(AIM OF THE EXERCISE) Identify every line in the listing below that contains the word "mountain", and copy each of those lines in full.

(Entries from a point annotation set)

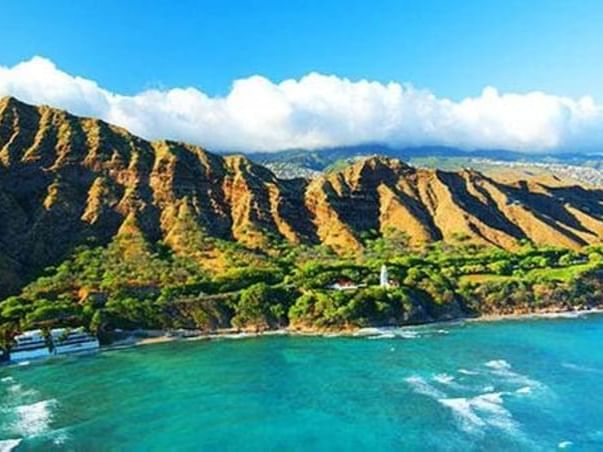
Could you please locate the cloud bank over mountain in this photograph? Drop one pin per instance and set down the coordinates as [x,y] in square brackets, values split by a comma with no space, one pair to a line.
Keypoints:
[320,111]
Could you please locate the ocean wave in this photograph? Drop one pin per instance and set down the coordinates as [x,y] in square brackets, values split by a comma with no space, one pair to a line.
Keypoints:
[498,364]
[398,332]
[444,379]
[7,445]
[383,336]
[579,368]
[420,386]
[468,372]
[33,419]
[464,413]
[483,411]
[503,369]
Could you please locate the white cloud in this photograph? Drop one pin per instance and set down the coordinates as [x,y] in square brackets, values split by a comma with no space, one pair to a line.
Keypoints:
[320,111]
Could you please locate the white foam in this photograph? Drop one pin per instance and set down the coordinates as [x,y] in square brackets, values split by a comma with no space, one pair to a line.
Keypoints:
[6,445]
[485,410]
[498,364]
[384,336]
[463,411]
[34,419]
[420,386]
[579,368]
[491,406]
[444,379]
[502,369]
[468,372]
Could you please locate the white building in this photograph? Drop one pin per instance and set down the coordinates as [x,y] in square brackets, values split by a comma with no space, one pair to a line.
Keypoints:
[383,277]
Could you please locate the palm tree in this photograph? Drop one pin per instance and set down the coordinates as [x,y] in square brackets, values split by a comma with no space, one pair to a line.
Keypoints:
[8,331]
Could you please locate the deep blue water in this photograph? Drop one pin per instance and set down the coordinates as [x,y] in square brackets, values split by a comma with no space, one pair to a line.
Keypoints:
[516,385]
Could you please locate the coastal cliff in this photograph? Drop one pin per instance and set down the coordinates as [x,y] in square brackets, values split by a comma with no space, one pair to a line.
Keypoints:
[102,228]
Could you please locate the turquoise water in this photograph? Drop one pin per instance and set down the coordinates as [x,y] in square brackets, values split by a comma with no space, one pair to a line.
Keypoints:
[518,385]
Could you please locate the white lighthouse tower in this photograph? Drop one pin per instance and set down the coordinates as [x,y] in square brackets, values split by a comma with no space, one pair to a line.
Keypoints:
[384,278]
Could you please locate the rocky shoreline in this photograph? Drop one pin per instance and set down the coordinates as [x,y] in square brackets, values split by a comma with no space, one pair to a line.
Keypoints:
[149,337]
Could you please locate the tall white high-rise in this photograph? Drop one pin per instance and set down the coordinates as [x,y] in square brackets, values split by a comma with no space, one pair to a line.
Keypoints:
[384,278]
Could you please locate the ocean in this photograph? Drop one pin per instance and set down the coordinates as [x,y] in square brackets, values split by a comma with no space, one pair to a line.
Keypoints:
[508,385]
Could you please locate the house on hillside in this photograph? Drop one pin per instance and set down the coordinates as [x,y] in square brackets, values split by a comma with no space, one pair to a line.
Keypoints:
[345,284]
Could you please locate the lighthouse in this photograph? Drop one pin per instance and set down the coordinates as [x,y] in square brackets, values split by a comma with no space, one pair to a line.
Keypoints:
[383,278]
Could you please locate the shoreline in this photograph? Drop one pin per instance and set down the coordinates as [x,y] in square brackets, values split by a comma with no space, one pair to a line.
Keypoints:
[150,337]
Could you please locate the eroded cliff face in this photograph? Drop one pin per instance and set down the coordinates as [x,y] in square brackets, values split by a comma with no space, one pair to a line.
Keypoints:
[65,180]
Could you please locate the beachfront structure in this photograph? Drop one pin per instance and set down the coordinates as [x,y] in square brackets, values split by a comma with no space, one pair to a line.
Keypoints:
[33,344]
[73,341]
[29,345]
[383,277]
...
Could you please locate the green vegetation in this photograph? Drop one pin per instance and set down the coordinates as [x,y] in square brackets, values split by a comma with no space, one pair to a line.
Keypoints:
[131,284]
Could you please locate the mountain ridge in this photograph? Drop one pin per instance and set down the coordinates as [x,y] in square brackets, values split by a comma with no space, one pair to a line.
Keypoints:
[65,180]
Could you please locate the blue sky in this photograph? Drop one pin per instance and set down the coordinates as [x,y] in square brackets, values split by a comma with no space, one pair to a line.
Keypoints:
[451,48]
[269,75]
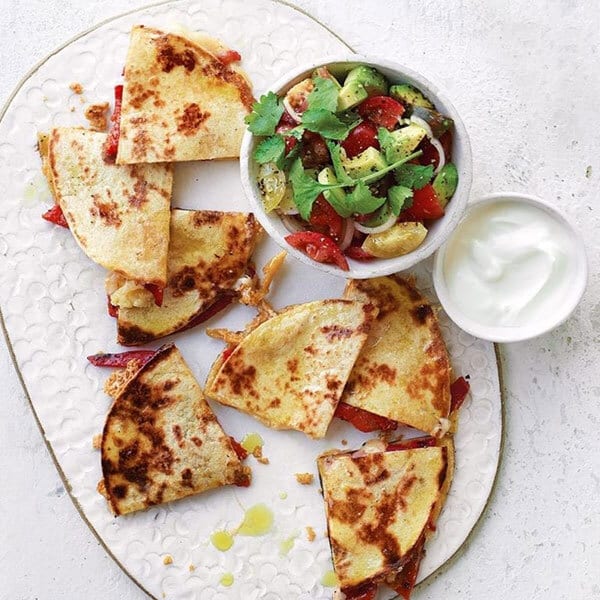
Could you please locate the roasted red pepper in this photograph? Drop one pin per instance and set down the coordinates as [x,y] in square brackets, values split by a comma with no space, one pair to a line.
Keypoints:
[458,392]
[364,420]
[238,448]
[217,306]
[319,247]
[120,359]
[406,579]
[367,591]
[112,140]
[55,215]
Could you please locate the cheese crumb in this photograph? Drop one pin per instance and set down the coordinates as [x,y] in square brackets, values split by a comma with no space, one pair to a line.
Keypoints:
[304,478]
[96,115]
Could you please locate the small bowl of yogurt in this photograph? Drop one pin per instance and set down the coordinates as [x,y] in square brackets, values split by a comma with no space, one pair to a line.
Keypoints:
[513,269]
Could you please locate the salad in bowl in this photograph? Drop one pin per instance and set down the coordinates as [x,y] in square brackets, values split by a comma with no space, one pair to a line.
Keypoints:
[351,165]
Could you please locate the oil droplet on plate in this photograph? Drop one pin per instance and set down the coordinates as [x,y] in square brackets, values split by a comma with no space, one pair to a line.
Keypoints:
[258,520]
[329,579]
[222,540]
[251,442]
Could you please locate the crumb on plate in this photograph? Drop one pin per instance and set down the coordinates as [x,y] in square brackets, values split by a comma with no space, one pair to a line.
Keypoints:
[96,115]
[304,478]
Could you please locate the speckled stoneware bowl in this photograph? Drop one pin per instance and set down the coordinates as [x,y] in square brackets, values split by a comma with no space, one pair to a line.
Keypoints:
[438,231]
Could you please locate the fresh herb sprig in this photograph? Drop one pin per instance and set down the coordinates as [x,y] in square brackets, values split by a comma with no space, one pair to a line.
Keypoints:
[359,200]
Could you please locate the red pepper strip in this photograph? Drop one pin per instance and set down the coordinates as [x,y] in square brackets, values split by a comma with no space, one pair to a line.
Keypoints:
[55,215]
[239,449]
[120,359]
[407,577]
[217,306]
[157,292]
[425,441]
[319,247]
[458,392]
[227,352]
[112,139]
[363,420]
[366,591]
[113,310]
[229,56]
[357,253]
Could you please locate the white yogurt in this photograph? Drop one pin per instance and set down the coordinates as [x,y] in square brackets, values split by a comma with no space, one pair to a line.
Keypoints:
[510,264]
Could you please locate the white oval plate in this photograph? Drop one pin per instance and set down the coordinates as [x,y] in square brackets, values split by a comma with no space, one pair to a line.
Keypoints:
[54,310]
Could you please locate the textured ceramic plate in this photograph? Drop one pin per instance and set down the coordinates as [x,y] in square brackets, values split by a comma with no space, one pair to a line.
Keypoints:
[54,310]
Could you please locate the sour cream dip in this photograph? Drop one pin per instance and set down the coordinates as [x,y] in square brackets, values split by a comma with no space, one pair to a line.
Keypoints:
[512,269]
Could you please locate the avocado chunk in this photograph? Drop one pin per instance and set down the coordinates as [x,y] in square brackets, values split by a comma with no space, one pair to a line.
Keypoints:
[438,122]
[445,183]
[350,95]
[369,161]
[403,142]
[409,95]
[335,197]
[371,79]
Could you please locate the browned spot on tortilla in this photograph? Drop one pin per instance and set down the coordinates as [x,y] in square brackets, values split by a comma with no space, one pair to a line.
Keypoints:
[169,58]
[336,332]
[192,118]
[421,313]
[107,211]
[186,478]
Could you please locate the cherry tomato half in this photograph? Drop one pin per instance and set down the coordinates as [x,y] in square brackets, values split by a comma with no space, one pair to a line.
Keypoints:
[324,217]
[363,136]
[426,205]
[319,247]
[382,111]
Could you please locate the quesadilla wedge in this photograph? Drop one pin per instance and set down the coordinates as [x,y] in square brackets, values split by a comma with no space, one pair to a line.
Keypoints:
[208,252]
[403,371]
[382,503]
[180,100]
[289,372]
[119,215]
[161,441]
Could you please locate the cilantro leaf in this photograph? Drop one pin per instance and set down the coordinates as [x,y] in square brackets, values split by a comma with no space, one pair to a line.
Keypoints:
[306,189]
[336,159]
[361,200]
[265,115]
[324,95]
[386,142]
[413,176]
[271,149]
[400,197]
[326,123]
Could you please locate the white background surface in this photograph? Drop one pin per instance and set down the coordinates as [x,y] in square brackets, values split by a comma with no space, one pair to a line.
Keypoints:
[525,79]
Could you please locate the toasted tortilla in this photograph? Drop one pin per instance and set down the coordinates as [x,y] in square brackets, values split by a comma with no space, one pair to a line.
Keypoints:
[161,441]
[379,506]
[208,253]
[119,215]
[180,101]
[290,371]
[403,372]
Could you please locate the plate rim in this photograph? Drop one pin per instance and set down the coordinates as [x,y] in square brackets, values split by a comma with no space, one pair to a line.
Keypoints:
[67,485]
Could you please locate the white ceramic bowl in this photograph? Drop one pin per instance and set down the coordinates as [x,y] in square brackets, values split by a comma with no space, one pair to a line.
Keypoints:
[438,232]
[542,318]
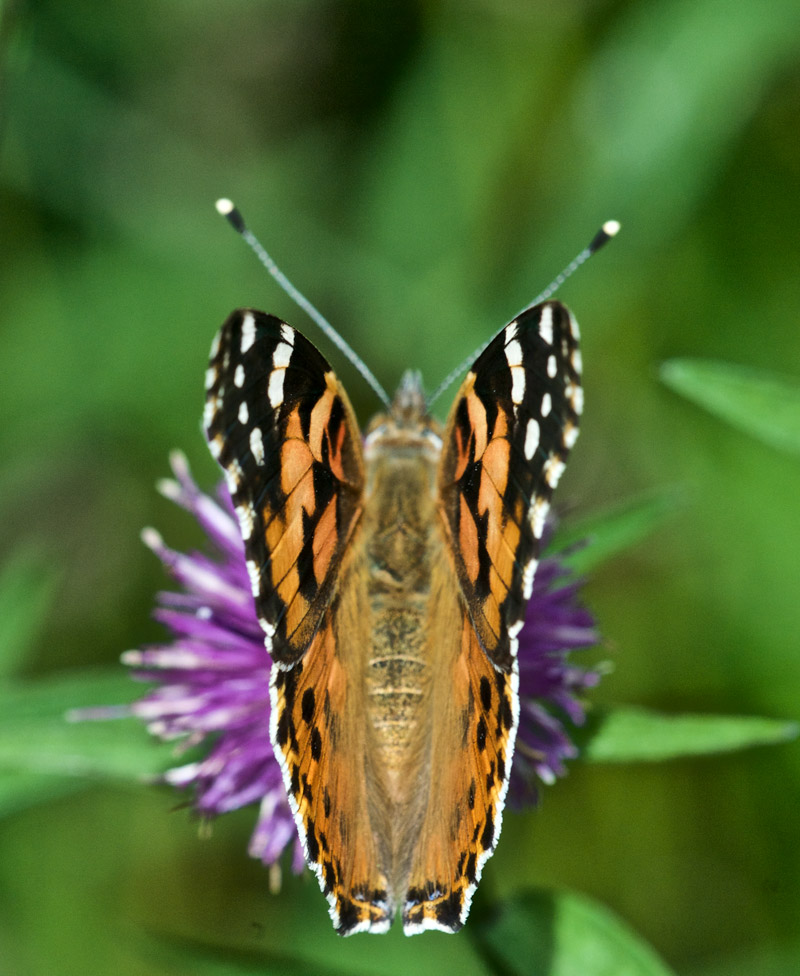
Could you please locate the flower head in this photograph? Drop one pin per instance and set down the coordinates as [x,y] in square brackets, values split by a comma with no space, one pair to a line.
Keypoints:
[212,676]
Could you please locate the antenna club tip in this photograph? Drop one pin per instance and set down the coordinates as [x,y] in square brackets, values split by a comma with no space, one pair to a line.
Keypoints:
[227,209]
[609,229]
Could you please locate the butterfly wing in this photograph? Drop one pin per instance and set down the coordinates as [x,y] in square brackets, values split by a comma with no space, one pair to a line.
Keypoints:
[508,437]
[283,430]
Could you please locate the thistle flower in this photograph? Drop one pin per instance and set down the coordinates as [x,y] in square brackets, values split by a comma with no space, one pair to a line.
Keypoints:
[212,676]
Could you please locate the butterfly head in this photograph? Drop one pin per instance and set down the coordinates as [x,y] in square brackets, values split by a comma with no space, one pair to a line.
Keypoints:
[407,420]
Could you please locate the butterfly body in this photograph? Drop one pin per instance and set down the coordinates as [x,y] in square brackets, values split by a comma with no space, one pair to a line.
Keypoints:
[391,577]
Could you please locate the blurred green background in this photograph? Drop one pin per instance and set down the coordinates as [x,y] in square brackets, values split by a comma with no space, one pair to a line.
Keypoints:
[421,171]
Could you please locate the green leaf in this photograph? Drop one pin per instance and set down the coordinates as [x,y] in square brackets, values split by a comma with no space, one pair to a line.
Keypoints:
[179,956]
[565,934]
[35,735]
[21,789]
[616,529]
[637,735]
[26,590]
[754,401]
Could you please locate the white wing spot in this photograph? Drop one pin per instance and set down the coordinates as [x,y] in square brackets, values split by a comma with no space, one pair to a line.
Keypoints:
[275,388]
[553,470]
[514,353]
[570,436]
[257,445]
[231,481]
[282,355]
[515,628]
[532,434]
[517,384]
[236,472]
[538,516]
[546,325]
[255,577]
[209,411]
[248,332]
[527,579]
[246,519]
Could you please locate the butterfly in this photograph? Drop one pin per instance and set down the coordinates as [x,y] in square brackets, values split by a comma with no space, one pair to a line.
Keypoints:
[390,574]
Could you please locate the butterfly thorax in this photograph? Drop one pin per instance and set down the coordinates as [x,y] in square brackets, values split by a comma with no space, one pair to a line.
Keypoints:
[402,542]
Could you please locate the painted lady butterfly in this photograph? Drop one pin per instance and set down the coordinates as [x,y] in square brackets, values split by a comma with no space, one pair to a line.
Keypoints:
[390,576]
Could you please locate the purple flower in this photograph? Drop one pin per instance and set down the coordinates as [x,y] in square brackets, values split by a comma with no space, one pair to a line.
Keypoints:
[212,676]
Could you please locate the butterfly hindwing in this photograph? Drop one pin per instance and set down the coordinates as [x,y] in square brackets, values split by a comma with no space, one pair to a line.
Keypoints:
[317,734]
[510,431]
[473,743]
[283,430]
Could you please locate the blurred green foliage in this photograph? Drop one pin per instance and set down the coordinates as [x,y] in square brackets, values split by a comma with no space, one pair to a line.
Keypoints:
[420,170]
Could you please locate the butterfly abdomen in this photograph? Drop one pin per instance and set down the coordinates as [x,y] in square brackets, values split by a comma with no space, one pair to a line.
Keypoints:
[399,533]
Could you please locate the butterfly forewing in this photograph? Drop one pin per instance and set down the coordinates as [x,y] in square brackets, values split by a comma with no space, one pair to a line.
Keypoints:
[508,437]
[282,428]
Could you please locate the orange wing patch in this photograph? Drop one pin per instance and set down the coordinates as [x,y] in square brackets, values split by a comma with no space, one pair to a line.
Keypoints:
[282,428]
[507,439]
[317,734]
* * *
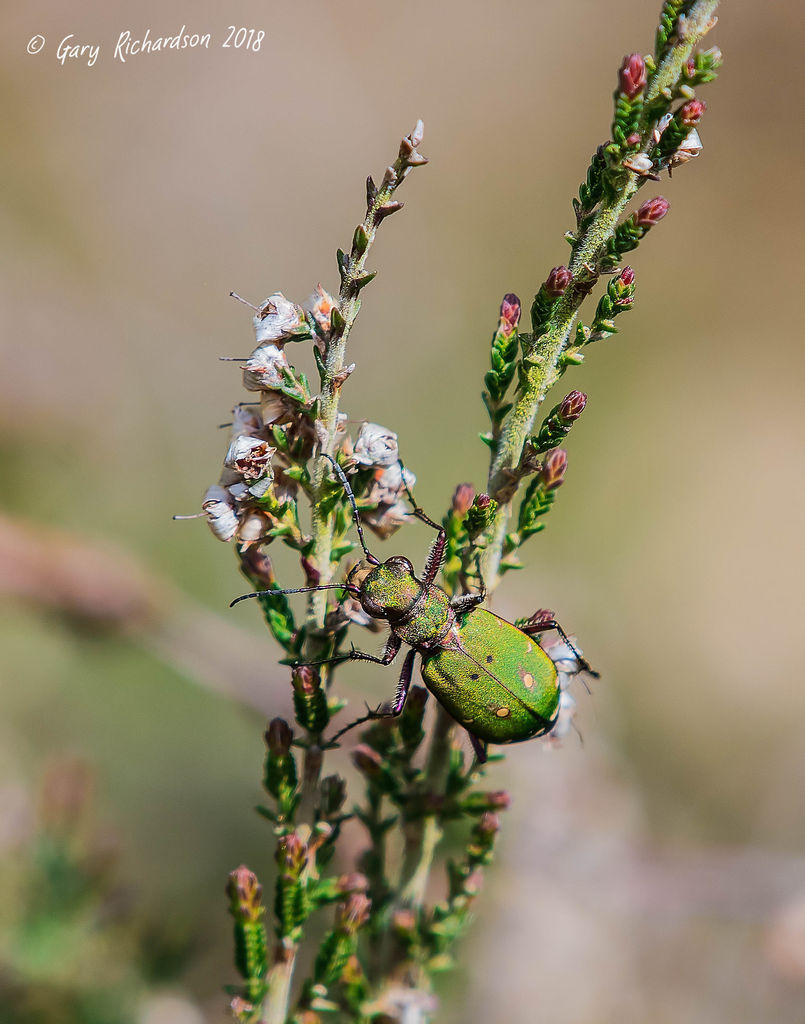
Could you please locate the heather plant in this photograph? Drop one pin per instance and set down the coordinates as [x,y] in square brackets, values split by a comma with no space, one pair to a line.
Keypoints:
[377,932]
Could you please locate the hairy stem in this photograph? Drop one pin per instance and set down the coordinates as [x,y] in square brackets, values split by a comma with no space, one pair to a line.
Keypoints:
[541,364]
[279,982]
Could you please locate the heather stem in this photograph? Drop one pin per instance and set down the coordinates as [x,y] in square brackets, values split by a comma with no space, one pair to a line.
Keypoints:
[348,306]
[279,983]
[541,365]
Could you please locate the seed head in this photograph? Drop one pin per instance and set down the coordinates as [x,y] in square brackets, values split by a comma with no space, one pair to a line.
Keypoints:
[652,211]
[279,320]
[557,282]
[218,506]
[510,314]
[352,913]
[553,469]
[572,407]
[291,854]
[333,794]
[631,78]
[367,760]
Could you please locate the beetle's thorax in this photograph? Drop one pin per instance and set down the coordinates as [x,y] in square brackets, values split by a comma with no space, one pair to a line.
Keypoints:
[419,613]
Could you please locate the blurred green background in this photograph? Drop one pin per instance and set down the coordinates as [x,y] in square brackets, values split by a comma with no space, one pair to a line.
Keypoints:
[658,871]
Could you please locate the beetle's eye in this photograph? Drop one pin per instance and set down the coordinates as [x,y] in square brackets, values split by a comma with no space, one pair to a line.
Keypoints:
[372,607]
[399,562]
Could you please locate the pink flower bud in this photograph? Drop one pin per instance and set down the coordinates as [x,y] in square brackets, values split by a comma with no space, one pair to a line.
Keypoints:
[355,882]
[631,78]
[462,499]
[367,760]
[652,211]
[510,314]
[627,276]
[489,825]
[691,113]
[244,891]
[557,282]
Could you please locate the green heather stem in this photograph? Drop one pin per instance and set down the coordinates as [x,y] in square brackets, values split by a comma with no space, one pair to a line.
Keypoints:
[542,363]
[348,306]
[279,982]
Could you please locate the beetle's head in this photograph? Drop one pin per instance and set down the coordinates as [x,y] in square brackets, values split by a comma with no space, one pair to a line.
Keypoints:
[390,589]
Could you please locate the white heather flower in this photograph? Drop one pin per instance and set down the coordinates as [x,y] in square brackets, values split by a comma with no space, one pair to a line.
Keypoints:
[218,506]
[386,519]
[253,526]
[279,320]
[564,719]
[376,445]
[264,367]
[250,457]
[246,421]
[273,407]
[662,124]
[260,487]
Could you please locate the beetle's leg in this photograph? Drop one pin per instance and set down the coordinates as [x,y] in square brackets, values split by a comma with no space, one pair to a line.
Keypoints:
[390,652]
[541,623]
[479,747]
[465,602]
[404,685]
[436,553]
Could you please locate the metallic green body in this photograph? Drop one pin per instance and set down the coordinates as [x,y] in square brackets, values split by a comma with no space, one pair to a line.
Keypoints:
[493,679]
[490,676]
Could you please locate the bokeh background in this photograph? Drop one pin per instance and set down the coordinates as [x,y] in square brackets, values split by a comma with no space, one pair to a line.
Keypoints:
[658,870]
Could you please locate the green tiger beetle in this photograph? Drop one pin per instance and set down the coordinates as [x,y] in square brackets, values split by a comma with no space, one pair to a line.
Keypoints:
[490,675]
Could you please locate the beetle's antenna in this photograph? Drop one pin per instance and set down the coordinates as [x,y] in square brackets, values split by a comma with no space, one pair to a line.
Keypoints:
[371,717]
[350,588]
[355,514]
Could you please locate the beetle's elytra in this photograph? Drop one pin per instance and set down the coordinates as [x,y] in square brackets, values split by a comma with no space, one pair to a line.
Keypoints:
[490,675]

(THE RESULT)
Could you please locate the cloud bank over mountain in this photograph? Drop one pin per instance and set down the coordinates as [x,y] in square brackets, values split by a comma with no space, one pair to a line.
Could you please locate the mountain ridge in this photograph? Drop one pin per instance and set down the coordinates as [x,y] in square brackets, values split by a comma with no space, one pair to a line.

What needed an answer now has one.